# YOUR OBJECTIVE
Copy the records below exactly as they are written.

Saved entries
****************************************
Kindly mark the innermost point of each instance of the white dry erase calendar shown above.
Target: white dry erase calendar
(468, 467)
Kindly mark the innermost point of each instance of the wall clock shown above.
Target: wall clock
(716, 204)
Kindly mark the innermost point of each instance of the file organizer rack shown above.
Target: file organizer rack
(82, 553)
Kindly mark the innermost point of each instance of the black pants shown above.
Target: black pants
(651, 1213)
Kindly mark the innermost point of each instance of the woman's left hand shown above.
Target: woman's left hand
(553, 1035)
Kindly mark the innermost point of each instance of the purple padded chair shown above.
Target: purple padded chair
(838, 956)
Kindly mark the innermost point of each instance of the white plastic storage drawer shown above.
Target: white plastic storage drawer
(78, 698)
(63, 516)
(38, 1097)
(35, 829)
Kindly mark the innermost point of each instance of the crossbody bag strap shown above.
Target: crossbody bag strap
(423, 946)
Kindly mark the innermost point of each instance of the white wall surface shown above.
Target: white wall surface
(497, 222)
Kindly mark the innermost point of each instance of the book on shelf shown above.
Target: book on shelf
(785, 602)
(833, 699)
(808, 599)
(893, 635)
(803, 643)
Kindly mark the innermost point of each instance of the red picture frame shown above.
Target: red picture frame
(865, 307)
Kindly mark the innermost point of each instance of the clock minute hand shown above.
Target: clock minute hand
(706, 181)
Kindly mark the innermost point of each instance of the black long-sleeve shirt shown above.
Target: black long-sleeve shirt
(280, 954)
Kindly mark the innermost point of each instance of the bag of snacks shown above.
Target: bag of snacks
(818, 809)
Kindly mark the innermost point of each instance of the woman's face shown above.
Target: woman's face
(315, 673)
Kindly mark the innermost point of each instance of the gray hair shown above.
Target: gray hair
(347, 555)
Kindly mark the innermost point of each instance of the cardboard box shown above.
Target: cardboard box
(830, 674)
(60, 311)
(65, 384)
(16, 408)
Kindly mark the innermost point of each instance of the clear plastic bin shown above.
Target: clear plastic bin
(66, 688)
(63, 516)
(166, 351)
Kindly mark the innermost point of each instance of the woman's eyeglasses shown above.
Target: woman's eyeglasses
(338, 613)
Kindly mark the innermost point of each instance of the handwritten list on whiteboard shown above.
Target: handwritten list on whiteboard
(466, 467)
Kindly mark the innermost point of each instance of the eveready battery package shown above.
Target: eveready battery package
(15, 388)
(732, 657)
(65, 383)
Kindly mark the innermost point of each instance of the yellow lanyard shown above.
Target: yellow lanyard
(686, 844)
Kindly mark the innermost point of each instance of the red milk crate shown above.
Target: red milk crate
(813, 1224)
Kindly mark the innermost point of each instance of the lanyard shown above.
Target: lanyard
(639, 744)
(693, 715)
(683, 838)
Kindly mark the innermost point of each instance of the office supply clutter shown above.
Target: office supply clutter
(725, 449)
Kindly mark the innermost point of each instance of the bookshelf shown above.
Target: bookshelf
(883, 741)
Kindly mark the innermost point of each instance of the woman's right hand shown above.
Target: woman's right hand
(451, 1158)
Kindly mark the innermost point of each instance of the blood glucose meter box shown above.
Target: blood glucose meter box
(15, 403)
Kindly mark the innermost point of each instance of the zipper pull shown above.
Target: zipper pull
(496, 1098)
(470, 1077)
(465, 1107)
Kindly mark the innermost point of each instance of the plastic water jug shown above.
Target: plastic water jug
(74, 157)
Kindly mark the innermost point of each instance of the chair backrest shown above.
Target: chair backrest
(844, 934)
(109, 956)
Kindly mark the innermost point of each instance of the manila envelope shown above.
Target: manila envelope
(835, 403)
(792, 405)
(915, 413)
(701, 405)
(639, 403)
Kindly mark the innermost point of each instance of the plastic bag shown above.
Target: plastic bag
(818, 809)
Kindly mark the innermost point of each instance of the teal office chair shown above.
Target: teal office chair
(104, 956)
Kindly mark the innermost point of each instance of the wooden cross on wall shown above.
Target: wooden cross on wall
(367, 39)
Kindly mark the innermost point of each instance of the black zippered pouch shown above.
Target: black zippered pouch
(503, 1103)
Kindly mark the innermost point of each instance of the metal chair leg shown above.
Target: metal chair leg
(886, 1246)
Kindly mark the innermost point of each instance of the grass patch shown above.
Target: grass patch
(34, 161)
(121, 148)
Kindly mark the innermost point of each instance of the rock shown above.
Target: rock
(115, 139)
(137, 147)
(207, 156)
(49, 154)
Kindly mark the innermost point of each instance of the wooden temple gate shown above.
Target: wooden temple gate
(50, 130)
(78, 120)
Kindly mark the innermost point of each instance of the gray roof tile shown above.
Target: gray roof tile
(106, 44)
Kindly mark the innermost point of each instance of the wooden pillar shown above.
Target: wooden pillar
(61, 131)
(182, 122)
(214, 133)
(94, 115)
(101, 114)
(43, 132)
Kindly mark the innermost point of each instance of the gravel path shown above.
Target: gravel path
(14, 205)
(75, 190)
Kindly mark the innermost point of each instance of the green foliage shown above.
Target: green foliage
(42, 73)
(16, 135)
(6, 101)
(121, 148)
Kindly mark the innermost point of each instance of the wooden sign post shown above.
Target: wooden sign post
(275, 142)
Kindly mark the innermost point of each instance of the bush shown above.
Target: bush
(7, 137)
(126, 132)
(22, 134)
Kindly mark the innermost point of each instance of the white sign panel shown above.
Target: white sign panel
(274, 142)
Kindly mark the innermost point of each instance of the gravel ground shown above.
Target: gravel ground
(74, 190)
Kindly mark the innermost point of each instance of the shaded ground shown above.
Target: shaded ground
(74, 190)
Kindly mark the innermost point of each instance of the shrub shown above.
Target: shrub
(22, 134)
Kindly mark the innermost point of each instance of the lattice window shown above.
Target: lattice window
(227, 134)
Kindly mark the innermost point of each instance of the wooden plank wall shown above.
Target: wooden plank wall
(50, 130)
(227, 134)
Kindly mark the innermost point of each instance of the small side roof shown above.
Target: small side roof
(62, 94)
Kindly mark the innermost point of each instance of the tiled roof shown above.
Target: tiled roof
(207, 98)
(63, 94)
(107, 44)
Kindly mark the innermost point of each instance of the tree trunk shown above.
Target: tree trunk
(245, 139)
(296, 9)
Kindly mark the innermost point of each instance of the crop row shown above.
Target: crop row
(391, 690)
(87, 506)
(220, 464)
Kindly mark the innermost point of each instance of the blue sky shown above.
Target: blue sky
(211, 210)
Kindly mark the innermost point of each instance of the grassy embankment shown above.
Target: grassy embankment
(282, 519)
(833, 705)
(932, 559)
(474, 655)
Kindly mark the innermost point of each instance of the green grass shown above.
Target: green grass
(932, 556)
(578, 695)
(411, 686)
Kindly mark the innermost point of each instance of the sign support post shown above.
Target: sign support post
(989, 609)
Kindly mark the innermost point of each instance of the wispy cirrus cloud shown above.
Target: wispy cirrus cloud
****************************************
# SOLUTION FOR THIS PROBLEM
Kindly mark the innermost point of each instance of the white dry erase calendar shown above.
Target: white dry erase calendar
(468, 467)
Kindly mark the innermost point of each instance of the wall clock shown above.
Target: wall clock
(716, 204)
Kindly mark the innermost point of each instance of the file organizer rack shown above.
Target: file organizer rack
(82, 553)
Kindly mark the innermost point of each instance of the black pants shown above.
Target: black pants
(651, 1213)
Kindly mark the innermost point of each instance of the woman's left hand shown above.
Target: woman's left hand
(553, 1035)
Kindly mark the innermost point of each instance of the purple padded chair shown above.
Target: purple padded chair
(838, 956)
Kindly mark the innermost point of each instance of the white plastic storage drawer shown above.
Target: white plastic storage drawer
(78, 698)
(63, 516)
(38, 1097)
(35, 829)
Kindly mark the innermost point of each instance of the crossbody bag strap shown above.
Target: crossbody bag strap
(423, 946)
Kindly mark the innermost point of each instance of the white wall surface shown above.
Target: white wall surface
(497, 222)
Kindly mark the innermost point of each instance of the book on shelf shown above.
Target: book on shelf
(785, 602)
(833, 699)
(808, 599)
(893, 635)
(803, 643)
Kindly mark the innermost point of each instance of the red picture frame shown above.
Target: red picture frame
(865, 307)
Kindly mark the innermost point of each instance of the clock minute hand shown above.
Target: clock minute hand
(706, 181)
Kindly mark the innermost point of each instance of the black long-sleeve shirt shown above.
Target: black long-sleeve shirt
(280, 954)
Kindly mark the innermost point of each instance of the bag of snacks shown above.
Target: bag of snacks
(818, 809)
Kindly mark the innermost point of each instance of the woman's face shown above.
Target: woman's face
(315, 673)
Kindly mark the innermost point of each instance of the gray hair shown above.
Target: gray hair
(347, 555)
Kindly mark the innermost point of each instance of the cardboard box shown above.
Target: cardboard box
(830, 674)
(60, 311)
(65, 384)
(16, 408)
Kindly mark the innermost point of each instance of the clear plastic bin shown above.
Target: clear plastic bin
(66, 688)
(63, 516)
(166, 351)
Kindly mark the innermost point of each instance of the woman's eyeglasses shown above.
Target: woman's eyeglasses
(338, 613)
Kindly mark the innermost point of each instance of the handwritten list on whiteboard shown above.
Target: handwritten list on whiteboard
(466, 467)
Kindly mark the innermost point of each instance of the eveready battery package shown above.
Target: eveready battery package
(15, 388)
(732, 657)
(65, 383)
Kindly mark the innermost point of each instance of the yellow lanyard shown above.
Target: yellow lanyard
(686, 844)
Kindly mark the innermost point of each instance of the red milk crate shown above.
Target: red milk crate
(813, 1224)
Kindly mark the innermost point of each instance of the lanyard shown above.
Target: lanyard
(639, 744)
(693, 715)
(683, 838)
Kindly mark the innermost point of each instance of the office supply clutter shown above.
Target: office supply clutter
(725, 449)
Kindly mark the innermost point of each instance of the bookshelf shown above.
Target: bookshelf
(883, 741)
Kindly mark the innermost point of each instance of the woman's right hand shown above.
Target: woman's right hand
(451, 1158)
Kindly mark the innermost point of each instance of the blood glucose meter box shown above.
Target: blood glucose meter box
(15, 403)
Kindly mark the innermost point of each instance of the zipper pull shown above.
Target: zipper pull
(496, 1098)
(470, 1077)
(465, 1107)
Kindly mark the innermost point of each instance of the plastic water jug shown above.
Target: plastic water jug
(74, 157)
Kindly mark the innermost point of each instance of the chair backrest shown above.
Target: chair backrest
(844, 934)
(109, 956)
Kindly mark the innermost point of each instance of the manila envelope shown above.
Target: manila envelope
(835, 403)
(792, 405)
(915, 413)
(701, 405)
(639, 403)
Kindly mark the innermost point of each instance of the plastic bag shown above.
Target: plastic bag
(818, 809)
Kindly mark the innermost point of each instance of the teal office chair shown above.
Target: teal office chair
(104, 956)
Kindly mark the innermost point of each instance of the wooden cross on wall shown above.
Target: wooden cross on wall
(367, 39)
Kindly mark the innermost point of each instance of the black zippered pouch shown above.
Target: black zippered pouch
(503, 1103)
Kindly mark the innermost point of each instance of the metal chair leg shown above.
Target: metal chair leg
(886, 1246)
Kindly mark the innermost point of each instance of the grass patch shown above.
Target: grass patch
(34, 161)
(121, 148)
Kindly mark the innermost point of each instance of the rock shown above.
Target: rock
(115, 139)
(137, 147)
(207, 156)
(49, 154)
Kindly mark the innermost point of each instance of the wooden temple gate shown above.
Target: wooden temple gate
(50, 130)
(78, 120)
Kindly mark the innermost point of each instance of the gray roof tile shown above.
Target: gray roof tile
(106, 44)
Kindly mark the innermost point of each instance of the wooden pillar shown above.
Target: wooden pillar
(61, 131)
(182, 122)
(214, 133)
(94, 115)
(101, 114)
(43, 132)
Kindly mark the innermost point of each instance of the gravel path shown above.
Target: gravel path
(14, 205)
(75, 190)
Kindly mark the innermost point of each instance of the green foliage shown above.
Target: green foliage
(42, 73)
(16, 135)
(6, 101)
(121, 148)
Kindly mark the innermost point of each instance of the wooden sign post shown above.
Target: wooden sign post
(275, 142)
Kindly mark the innermost point of each instance of the bush shown above.
Target: bush
(7, 137)
(126, 132)
(22, 134)
Kindly mark the innermost point of each instance of the white sign panel shown above.
Target: white sign panel
(274, 142)
Kindly mark the innermost point of each instance of the gravel ground shown above.
Target: gravel ground
(74, 190)
Kindly mark the innermost point of each instance of the shaded ground shown above.
Target: shaded ground
(74, 190)
Kindly mark the innermost point of each instance of the shrub shown above.
Target: shrub
(22, 134)
Kindly mark the innermost point of each instance of the lattice window shown above.
Target: lattice window
(227, 134)
Kindly mark the innermost point of each instance of the wooden plank wall shown above.
Target: wooden plank wall
(50, 130)
(227, 134)
Kindly mark the innermost point of each instance of the small side roof shown above.
Target: small side roof
(62, 94)
Kindly mark the innermost point of each instance of the tiled roof shown above.
Target: tiled roof
(207, 98)
(63, 94)
(107, 44)
Kindly mark the innermost point of each instance of the tree trunk shown above.
Target: tree trunk
(245, 139)
(296, 9)
Kindly mark the innermost point of each instance of the crop row shown above.
Target: crop row
(391, 690)
(87, 506)
(220, 464)
Kindly mark the innermost point of each instance of the blue sky shown above.
Target: blue sky
(211, 210)
Kindly mark the innermost point of each instance of the grassy embankment shown above.
Target: grassy embankment
(282, 519)
(833, 705)
(932, 559)
(474, 655)
Kindly mark the innermost point of each instance of the green grass shown above.
Target: green grass
(932, 556)
(578, 695)
(411, 686)
Kindly mark the innermost point of each instance of the sign support post shown above.
Target: sign support post
(989, 609)
Kindly mark the innermost point of each instance of the wispy cirrus cloud shown above.
Target: wispy cirrus cloud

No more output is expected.